**** TEXTO FORNECIDO ****
Café amargo
* Por
Adelcir Oliveira
A partir de quando não
sei. Sou péssimo em precisar datas. E tal detalhe pouco importa. Sei que
deixava uma sobra. Pouca coisa. Não bebia todo o café. Havia dois motivos: a
presença do açúcar; a perda da temperatura.
Hoje. Domingo. Tomei
três cafés em locais diferentes. O dia não terminou. Segue o domingo. Segue o
texto. Os cafés não cessaram.
Declinei do açúcar.
Isto se deu há coisa de uma semana. Agora o café é amargo. Sem mascavo. Nem
refinado, ou granulado.
Meu irmão mais velho, pessoa
de humor refinado, provocava-me. Dizia que eu não gostava do café de fato. Para
mim, segundo ele, valia o ato, o glamour. O açúcar era o motivo. Ele ensinava: café,
o gosto dele de verdade, deve ser sem açúcar. Eu não concordava. Teimava.
Insisita no sabor adocicado.
Mas um açucareiro
desajeitado levou-me ao amargo. Eu o usava ao tomar café em um dos meus
trabalhos. Cuidava para não cair uma avalanche de grãos refinados que adoçariam
em demasia o copinho de plástico com a bebida preferida. Fui me dando conta de
que quanto menos açúcar mais gostoso ficava o café. E fui declinando. Parecia
um fumante que deixa o vício aos poucos. Meu vício talvez não fosse a cafeína,
talvez fosse o açúcar. Mas isso é mero jogo de palavras. Sou viciado mesmo no
ato. Acompanhado, ou solitário, o café é o que importa.
No domingo em questão
creio que sorvi umas cinco xícaras em locais diversos. Eu peregrinava por
Sampa. Sozinho. Queria glamour. Doses de aventura. Fui do cult à luxúria.
Cinesesc: café e jornal.
Bar Monarca: wi-fi e pizza. Espaço Itaú de cinema: café e um documentário.
Flerte e sala pouco ocupada. Tudo regado a goles de água. Preciso mais de água
do que qualquer outra coisa.
"Sem Pena".
Documentário, a respeito da realidade carcerária no Brasil. Atrás das grades
pessoas pobres. Muitas sem pena. Sem acesso a advogados. Crimes primários que
seriam penalizados com serviços sociais. Atrás das grades o resumo do
sentimento dos donos do poder e capital
pelo pobre: desprezo. Absoluto desprezo. Ricos não ficam ali naquelas celas
cheias. Ricos têm advogados. A justiça funciona para eles. E os pobres,
ironicamente, são julgados pelos ricos.
****
CONJUNTO DE TAREFAS ::
1. Segundo o texto sobre o café amargo, que documentário foi assistido no Espaço Itaú de cinema?
2. Enumere todos os locais de Sampa que o texto sobre o café amargo menciona como visitados no domingo.
3. No texto sobre o café amargo, altere o trecho que começa com as palavras "Hoje. Domingo. Tomei" e termina com "no sabor adocicado.", substituindo "irmão mais velho" por "primo mais velho".
Utilize exclusivamente o texto fornecido para responder.
**** DADOS EXTRAÍDOS ****
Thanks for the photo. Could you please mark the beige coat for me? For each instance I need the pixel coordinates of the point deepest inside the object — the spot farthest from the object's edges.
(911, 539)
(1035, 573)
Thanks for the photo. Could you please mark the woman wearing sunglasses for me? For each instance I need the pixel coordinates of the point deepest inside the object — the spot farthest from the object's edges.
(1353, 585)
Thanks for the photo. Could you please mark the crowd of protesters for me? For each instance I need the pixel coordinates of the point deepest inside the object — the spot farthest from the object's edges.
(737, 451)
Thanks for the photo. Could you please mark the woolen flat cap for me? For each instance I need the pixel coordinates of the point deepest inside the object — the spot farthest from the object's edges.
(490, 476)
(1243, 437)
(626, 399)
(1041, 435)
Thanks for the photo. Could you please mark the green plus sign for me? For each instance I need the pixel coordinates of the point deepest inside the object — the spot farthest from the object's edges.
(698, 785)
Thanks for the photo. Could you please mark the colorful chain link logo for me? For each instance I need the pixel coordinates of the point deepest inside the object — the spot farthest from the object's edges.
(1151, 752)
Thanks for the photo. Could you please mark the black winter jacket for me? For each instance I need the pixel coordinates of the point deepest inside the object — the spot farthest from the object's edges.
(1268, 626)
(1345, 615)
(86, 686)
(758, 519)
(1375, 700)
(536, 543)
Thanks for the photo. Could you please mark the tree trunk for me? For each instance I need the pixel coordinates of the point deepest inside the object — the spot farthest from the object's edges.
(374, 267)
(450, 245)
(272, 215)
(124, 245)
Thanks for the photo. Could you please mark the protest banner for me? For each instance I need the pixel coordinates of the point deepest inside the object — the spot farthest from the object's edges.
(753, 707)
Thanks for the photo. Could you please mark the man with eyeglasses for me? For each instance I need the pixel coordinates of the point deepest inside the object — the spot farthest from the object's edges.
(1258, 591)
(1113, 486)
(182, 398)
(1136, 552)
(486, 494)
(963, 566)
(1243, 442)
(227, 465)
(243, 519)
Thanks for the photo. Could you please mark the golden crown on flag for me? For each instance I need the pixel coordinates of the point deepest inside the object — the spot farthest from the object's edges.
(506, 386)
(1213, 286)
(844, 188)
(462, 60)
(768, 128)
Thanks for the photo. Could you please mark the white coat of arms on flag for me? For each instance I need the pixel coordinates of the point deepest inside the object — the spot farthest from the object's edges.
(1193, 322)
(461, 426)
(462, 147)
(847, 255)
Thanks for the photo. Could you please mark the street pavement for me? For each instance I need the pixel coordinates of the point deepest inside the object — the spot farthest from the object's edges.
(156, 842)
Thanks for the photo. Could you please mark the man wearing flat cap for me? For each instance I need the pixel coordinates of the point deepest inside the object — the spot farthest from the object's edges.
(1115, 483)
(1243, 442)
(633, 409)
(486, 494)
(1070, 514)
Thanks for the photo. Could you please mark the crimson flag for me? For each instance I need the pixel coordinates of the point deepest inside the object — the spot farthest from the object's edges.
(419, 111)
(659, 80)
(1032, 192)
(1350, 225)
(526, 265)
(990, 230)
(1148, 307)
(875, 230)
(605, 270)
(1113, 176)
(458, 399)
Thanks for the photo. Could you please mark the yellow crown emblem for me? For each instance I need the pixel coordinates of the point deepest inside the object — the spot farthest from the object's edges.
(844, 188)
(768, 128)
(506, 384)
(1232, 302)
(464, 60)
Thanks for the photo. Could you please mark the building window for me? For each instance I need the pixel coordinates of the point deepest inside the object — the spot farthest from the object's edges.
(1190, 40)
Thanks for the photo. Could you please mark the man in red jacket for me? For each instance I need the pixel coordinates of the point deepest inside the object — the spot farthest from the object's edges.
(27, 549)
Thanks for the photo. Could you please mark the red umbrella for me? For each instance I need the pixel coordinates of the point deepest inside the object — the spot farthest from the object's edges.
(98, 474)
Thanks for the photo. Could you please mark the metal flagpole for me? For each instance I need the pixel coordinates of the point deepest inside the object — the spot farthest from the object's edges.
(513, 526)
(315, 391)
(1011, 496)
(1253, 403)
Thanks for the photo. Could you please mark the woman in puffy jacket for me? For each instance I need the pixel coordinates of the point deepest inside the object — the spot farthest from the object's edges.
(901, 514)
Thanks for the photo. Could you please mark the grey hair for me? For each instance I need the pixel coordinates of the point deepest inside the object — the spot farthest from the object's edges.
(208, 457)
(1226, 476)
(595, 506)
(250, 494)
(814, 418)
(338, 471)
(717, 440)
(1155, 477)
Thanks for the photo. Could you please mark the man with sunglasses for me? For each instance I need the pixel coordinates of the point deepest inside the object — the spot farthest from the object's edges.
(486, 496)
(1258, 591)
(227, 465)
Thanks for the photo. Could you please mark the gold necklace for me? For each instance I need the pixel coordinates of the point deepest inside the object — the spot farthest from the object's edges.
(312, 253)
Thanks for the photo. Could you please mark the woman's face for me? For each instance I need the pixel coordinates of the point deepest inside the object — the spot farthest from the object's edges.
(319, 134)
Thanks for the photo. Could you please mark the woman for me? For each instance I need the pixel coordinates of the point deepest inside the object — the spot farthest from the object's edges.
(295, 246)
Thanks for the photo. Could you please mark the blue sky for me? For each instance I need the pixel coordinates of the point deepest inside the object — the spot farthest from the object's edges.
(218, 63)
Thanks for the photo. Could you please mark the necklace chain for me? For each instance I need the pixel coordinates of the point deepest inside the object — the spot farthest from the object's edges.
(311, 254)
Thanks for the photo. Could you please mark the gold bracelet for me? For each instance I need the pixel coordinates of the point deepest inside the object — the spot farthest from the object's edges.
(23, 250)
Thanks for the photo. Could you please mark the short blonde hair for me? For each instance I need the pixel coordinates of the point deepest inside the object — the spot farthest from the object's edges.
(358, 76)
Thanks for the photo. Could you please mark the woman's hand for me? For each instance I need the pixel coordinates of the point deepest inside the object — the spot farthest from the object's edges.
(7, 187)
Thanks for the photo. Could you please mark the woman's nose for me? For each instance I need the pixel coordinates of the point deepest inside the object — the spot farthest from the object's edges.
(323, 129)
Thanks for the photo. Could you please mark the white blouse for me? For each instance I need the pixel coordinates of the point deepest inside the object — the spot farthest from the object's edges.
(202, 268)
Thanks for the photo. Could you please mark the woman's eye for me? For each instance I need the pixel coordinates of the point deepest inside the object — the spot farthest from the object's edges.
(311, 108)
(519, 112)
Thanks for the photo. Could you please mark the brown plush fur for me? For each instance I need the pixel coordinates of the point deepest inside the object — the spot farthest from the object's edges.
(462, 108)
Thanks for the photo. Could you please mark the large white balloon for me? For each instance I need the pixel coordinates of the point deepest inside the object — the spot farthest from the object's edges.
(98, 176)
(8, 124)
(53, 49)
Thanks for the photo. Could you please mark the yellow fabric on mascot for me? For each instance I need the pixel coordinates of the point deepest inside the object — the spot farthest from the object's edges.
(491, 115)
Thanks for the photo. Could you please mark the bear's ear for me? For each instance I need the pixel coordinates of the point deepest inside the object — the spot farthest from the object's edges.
****
RESPOSTAS COMPLETAS ::
1. O documentário "Sem Pena", sobre a realidade carcerária no Brasil.

2. Cinesesc; Bar Monarca; Espaço Itaú de cinema.

3.
Hoje. Domingo. Tomei
três cafés em locais diferentes. O dia não terminou. Segue o domingo. Segue o
texto. Os cafés não cessaram.
Declinei do açúcar.
Isto se deu há coisa de uma semana. Agora o café é amargo. Sem mascavo. Nem
refinado, ou granulado.
Meu primo mais velho, pessoa
de humor refinado, provocava-me. Dizia que eu não gostava do café de fato. Para
mim, segundo ele, valia o ato, o glamour. O açúcar era o motivo. Ele ensinava: café,
o gosto dele de verdade, deve ser sem açúcar. Eu não concordava. Teimava.
Insisita no sabor adocicado.